Exercise prompt: Filter the listing below down to the lines holding the word "logo", and copy those lines.

Data shown:

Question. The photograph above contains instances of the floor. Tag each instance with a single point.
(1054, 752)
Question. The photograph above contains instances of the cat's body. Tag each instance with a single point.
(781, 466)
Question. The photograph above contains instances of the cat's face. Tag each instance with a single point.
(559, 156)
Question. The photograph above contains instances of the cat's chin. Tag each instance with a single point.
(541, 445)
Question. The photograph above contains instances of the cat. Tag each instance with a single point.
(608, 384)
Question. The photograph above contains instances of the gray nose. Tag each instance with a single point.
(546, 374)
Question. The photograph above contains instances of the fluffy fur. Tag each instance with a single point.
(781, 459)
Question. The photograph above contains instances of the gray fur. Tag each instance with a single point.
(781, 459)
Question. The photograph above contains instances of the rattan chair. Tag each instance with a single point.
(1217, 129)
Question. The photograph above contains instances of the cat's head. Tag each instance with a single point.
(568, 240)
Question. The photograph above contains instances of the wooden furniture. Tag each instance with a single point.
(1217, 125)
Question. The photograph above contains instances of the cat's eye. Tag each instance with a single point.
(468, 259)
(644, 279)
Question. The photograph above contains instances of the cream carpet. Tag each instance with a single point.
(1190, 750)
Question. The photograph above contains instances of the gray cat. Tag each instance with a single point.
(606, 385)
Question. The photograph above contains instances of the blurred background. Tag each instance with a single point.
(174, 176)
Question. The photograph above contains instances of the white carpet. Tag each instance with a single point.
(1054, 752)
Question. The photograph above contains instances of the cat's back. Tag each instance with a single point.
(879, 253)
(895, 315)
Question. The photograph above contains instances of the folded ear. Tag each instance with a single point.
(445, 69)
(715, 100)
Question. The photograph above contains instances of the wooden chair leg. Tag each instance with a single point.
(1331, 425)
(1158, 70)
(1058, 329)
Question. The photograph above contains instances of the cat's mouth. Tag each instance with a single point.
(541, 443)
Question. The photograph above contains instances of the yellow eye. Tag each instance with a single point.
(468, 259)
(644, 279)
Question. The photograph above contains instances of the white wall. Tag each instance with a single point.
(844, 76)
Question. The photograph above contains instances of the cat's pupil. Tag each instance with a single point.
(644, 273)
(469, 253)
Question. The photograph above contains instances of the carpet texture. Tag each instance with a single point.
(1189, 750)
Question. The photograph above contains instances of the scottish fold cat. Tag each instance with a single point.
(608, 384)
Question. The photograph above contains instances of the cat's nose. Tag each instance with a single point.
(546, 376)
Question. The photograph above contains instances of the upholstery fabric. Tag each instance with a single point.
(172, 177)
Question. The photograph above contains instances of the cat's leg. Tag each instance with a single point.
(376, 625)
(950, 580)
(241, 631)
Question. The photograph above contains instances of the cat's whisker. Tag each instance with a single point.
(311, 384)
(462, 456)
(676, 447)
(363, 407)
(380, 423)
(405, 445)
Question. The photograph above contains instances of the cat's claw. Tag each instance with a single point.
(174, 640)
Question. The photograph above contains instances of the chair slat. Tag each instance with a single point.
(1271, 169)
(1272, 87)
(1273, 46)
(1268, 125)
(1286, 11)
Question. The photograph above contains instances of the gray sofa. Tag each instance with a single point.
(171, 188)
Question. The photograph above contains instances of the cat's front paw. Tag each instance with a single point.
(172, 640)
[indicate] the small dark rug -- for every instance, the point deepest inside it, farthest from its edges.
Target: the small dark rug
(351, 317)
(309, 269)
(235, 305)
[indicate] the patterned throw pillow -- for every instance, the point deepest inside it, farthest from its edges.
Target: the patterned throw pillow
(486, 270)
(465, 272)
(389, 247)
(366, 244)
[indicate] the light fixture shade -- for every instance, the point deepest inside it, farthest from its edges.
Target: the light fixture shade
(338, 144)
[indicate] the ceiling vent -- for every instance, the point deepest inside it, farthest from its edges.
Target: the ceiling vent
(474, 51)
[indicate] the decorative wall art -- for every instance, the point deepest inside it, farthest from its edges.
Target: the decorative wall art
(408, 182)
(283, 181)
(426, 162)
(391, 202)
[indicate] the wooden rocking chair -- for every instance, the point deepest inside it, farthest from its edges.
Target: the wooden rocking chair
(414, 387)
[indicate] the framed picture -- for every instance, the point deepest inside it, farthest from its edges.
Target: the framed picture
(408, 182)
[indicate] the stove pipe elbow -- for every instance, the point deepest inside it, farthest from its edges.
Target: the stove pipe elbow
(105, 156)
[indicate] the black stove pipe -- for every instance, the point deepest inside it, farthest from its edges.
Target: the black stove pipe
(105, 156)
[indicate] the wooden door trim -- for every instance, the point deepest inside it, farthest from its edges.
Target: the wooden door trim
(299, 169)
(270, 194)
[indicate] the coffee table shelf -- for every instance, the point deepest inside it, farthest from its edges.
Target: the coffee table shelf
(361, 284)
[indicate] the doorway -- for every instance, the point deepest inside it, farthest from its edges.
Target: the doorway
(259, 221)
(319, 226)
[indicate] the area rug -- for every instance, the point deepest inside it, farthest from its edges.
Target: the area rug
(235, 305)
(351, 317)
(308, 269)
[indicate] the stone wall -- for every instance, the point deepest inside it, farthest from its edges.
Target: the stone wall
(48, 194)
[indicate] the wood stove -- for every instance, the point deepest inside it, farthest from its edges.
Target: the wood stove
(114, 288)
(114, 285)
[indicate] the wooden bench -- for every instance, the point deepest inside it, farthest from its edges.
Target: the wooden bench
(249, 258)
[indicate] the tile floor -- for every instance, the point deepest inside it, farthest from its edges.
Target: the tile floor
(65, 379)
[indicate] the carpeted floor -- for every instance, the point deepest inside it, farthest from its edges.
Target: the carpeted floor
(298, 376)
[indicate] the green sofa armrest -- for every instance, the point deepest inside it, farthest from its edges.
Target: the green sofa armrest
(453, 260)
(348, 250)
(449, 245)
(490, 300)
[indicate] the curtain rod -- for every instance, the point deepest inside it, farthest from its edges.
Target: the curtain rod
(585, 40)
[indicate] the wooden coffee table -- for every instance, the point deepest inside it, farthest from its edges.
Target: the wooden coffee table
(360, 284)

--

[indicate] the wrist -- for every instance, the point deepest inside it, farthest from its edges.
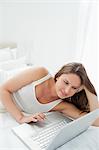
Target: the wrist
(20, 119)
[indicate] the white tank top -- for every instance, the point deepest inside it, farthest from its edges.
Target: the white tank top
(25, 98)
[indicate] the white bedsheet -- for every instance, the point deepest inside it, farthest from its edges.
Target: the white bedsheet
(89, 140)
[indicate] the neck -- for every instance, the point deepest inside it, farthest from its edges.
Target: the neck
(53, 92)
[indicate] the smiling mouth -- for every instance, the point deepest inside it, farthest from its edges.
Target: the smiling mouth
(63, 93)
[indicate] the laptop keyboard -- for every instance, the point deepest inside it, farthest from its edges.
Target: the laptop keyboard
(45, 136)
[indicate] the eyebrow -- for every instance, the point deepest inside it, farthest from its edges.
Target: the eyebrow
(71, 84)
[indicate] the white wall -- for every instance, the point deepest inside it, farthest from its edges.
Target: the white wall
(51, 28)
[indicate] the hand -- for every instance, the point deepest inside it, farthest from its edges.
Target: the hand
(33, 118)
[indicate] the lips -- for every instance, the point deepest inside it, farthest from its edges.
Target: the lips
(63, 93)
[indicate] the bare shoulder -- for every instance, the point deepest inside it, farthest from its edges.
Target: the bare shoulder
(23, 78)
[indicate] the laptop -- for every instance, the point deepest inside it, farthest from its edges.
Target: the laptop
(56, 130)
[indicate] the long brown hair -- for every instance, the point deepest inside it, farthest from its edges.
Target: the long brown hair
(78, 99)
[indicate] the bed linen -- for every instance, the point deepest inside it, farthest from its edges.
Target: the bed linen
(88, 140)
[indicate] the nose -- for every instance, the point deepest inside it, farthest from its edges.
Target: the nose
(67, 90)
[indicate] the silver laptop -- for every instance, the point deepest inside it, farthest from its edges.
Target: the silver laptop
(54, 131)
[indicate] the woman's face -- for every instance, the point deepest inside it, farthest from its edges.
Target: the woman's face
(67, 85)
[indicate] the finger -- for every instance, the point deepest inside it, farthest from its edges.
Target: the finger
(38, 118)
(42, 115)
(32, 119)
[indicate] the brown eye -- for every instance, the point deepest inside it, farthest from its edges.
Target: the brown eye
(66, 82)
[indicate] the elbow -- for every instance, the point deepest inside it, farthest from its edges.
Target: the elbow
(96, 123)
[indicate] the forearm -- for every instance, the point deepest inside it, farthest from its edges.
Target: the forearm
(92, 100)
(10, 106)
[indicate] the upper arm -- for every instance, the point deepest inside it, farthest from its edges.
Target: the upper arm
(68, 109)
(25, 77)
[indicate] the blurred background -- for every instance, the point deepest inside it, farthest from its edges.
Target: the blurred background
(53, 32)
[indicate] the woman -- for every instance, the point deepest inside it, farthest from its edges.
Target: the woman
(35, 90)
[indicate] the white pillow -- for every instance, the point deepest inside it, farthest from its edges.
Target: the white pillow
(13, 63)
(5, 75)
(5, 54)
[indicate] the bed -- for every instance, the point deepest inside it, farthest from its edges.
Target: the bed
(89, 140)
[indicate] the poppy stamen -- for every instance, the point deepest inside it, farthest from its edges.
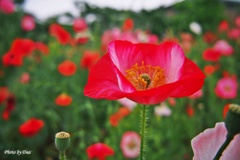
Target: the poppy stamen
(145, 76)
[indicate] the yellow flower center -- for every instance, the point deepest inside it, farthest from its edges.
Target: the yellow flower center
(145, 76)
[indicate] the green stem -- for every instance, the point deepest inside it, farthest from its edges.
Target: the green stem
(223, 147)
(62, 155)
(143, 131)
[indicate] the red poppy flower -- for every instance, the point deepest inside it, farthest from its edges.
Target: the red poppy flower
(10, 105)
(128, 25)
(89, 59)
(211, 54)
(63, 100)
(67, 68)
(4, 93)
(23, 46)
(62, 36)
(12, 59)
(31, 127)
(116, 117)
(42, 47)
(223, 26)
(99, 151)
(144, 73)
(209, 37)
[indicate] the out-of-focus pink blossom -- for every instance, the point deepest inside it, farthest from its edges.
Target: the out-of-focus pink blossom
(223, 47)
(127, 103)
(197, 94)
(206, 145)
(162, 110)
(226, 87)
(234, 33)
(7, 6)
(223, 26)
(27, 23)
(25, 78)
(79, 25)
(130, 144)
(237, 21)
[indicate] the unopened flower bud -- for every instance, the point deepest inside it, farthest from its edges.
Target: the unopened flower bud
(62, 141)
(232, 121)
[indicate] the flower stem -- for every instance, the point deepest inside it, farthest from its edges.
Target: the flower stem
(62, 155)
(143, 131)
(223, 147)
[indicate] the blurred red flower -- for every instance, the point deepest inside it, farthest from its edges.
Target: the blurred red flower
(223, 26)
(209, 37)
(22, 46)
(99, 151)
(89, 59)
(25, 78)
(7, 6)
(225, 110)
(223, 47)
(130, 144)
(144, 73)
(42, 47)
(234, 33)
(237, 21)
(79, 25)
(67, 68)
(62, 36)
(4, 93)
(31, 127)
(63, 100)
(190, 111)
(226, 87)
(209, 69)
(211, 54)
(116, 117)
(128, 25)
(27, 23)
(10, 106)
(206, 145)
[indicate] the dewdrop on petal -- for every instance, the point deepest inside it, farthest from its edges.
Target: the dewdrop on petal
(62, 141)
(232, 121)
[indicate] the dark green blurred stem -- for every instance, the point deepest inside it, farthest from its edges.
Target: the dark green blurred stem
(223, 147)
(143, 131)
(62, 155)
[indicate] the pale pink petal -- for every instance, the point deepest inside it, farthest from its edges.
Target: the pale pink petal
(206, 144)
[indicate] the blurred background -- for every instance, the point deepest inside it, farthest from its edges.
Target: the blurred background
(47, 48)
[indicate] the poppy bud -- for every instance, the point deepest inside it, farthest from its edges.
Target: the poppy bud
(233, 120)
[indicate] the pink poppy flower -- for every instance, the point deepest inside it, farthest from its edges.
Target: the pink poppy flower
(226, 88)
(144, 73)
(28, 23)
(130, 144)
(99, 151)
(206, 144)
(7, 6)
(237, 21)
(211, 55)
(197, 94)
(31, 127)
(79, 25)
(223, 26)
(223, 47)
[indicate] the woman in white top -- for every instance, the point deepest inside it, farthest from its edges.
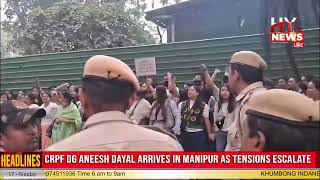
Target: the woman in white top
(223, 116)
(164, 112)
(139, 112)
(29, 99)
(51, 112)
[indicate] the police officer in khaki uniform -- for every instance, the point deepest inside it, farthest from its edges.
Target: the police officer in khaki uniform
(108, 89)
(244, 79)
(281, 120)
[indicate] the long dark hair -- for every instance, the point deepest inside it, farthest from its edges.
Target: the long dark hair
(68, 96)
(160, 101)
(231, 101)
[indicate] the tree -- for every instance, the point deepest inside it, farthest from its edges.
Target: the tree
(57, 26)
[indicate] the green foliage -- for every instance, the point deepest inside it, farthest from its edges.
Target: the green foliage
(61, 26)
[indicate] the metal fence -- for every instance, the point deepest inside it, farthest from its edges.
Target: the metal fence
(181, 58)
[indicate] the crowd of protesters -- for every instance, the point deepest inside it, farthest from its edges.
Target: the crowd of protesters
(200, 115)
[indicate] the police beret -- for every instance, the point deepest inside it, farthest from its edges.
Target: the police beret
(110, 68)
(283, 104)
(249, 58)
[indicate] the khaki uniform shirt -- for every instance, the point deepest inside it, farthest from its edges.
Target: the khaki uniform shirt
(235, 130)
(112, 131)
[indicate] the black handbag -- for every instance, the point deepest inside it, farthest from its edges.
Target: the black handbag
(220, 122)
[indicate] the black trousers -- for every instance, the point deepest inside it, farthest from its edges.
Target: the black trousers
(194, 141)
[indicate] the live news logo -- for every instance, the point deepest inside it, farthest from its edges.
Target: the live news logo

...

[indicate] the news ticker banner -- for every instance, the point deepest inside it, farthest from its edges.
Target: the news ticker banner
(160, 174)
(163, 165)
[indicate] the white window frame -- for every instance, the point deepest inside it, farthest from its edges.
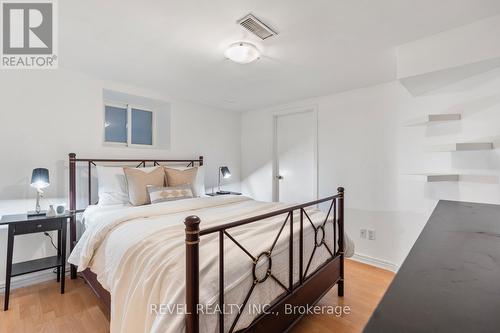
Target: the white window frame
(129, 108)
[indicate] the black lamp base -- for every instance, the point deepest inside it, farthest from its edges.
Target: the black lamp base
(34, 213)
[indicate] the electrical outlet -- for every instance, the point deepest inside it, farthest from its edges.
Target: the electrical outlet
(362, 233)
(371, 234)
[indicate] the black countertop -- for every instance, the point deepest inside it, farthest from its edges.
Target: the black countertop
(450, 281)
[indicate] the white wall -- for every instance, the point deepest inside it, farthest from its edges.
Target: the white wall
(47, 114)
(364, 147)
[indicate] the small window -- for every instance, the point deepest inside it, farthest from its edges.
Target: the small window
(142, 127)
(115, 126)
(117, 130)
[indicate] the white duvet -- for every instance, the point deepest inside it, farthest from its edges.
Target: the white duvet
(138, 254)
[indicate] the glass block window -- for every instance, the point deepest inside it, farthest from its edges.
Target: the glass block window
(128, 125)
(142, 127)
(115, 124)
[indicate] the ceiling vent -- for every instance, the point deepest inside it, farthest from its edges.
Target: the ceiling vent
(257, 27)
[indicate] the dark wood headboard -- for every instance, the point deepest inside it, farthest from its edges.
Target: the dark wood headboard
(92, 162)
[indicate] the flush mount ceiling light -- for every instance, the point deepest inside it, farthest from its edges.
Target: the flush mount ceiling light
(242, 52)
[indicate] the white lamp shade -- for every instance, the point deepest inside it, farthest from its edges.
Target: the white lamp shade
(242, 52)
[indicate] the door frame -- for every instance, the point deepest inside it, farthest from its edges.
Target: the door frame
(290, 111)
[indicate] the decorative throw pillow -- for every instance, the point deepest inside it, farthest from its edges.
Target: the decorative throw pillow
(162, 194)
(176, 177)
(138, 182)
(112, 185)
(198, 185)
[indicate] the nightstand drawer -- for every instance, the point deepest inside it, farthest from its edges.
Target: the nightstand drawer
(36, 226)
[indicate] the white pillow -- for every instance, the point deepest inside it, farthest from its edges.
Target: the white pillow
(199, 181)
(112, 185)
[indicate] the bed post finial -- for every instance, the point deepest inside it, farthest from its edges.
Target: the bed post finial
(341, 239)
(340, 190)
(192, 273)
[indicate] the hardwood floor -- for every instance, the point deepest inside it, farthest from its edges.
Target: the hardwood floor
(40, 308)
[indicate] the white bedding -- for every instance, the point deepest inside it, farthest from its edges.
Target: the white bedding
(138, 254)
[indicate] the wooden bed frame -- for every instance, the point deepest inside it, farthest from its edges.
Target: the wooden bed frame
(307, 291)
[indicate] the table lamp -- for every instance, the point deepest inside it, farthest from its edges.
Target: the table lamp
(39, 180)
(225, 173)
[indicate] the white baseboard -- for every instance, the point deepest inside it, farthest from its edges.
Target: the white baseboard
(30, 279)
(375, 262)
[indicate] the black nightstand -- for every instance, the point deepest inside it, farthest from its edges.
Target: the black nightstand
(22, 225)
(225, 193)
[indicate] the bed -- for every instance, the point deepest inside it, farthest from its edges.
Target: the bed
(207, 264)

Solution for this exercise:
[indicate] the live news logo -- for every instance, the point deepest inside it, farthest from its edges.
Target: the live news logo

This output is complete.